Text under study:
---------------
Wednesday, June 01, 2011

The Many Moons of the Multiverse

The key to the message of Lady Gaga’s ‘Born This Way’ video is in the prologue. It’s all there, her intent quite clearly stated – much more so than in the actual song: it’s the introduction and the video itself that reveals the artist’s purpose and philosophy. And it’s this particular video that has made it clear to me why Lady Gaga stands for what she does within the gay community, in a deeper, more intellectual way than just her vocal public support for gay rights. 

She states her ideas fairly clearly in fact, but I’ll extrapolate, just in case…

The video opens with a female SF/cyborg/goddess image, apparently ready to give birth, along with the explanation that “This is the Manifesto of Mother Monster.” In 1991 theorist Donna Haraway wrote a document called The Cyborg Manifesto. It was headed by a not-dissimilar cyborg goddess image and the essay explained, in words, very similar ideas to those Lady Gaga explores visually in ‘Born This Way’. I would happily bet you a kilo of gourmet jellybeans that Gaga has read Haraway! (The Cyborg Manifesto is available free online and it’s great – Fact! Click on the pic below.)

So, the Mother Monster’s own manifesto goes like this: “on a Government Owned Alien Territory (GOAT) in space, a birth of magnificent and magical proportions took place.” The image changes from the goddess in labour to a series of images representing this galactic birth. These graphically abject images are accompanied by the declaration that this “birth was not finite. It was infinite.” Instead of dividing in half, “the wombs numbered, and the mitosis of the future began”.
---------------
Available data:
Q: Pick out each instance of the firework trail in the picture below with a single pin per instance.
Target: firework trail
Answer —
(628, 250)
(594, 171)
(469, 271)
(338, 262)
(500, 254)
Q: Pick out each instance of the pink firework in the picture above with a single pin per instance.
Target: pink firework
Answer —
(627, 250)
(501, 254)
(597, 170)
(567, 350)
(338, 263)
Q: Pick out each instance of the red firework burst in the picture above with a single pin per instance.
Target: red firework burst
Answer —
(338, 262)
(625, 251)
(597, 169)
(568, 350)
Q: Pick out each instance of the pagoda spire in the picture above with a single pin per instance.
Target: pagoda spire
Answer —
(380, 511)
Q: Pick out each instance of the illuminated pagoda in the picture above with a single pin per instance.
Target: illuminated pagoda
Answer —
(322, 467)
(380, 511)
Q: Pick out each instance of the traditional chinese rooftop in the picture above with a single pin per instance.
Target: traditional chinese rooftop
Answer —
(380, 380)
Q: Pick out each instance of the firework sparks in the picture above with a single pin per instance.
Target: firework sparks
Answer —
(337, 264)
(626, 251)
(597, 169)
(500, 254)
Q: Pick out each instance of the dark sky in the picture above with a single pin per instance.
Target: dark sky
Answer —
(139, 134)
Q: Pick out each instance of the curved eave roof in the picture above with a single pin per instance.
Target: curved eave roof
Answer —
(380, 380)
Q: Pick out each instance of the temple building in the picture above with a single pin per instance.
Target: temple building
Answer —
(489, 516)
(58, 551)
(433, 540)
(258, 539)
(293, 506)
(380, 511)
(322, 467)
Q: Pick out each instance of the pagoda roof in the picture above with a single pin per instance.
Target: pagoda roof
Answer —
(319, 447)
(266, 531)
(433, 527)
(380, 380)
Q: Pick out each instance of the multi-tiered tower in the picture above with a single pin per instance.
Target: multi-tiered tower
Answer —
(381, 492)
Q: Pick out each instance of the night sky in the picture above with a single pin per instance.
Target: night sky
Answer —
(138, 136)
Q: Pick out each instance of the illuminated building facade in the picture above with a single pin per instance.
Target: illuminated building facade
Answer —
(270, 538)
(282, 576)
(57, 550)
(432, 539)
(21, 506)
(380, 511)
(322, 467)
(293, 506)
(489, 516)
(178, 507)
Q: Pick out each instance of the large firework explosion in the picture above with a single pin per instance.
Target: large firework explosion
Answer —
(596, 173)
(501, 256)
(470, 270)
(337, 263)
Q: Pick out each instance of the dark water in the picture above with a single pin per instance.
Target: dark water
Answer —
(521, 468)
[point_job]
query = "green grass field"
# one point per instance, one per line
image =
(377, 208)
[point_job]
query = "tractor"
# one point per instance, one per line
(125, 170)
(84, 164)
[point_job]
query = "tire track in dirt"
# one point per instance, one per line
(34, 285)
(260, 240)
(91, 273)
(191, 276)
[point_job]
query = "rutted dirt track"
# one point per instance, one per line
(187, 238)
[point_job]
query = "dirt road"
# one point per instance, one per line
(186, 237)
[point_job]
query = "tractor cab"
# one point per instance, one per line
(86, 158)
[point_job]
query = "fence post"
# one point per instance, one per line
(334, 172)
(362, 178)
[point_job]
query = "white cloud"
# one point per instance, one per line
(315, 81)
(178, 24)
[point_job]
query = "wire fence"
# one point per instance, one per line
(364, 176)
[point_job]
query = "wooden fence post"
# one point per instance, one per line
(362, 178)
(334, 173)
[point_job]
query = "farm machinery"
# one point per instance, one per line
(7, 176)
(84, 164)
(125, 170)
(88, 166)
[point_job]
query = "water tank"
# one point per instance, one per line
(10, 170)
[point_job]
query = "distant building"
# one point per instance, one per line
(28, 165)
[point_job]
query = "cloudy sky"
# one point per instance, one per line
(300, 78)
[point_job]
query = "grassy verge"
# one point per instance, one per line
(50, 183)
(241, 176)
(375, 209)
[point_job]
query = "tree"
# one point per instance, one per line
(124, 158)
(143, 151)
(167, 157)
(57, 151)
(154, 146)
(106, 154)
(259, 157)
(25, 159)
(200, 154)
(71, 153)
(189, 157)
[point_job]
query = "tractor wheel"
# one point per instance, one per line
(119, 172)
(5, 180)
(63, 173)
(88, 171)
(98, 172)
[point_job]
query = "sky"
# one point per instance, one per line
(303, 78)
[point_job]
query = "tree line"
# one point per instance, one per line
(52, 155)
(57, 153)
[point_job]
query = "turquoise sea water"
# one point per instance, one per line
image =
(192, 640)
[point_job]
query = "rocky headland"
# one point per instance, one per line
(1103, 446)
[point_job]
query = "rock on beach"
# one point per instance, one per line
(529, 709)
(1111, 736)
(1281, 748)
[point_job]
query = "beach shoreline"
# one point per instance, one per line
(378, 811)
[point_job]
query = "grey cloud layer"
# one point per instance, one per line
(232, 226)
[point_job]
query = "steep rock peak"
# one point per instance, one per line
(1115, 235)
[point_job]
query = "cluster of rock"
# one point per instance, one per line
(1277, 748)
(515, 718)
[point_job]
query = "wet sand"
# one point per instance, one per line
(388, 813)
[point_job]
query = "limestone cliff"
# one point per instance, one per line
---------------
What is needed: Reproduce the post about Lady Gaga's "Born This Way" video word for word, from its date line to its last sentence.

Solution for this exercise:
Wednesday, June 01, 2011

The Many Moons of the Multiverse

The key to the message of Lady Gaga’s ‘Born This Way’ video is in the prologue. It’s all there, her intent quite clearly stated – much more so than in the actual song: it’s the introduction and the video itself that reveals the artist’s purpose and philosophy. And it’s this particular video that has made it clear to me why Lady Gaga stands for what she does within the gay community, in a deeper, more intellectual way than just her vocal public support for gay rights. 

She states her ideas fairly clearly in fact, but I’ll extrapolate, just in case…

The video opens with a female SF/cyborg/goddess image, apparently ready to give birth, along with the explanation that “This is the Manifesto of Mother Monster.” In 1991 theorist Donna Haraway wrote a document called The Cyborg Manifesto. It was headed by a not-dissimilar cyborg goddess image and the essay explained, in words, very similar ideas to those Lady Gaga explores visually in ‘Born This Way’. I would happily bet you a kilo of gourmet jellybeans that Gaga has read Haraway! (The Cyborg Manifesto is available free online and it’s great – Fact! Click on the pic below.)

So, the Mother Monster’s own manifesto goes like this: “on a Government Owned Alien Territory (GOAT) in space, a birth of magnificent and magical proportions took place.” The image changes from the goddess in labour to a series of images representing this galactic birth. These graphically abject images are accompanied by the declaration that this “birth was not finite. It was infinite.” Instead of dividing in half, “the wombs numbered, and the mitosis of the future began”.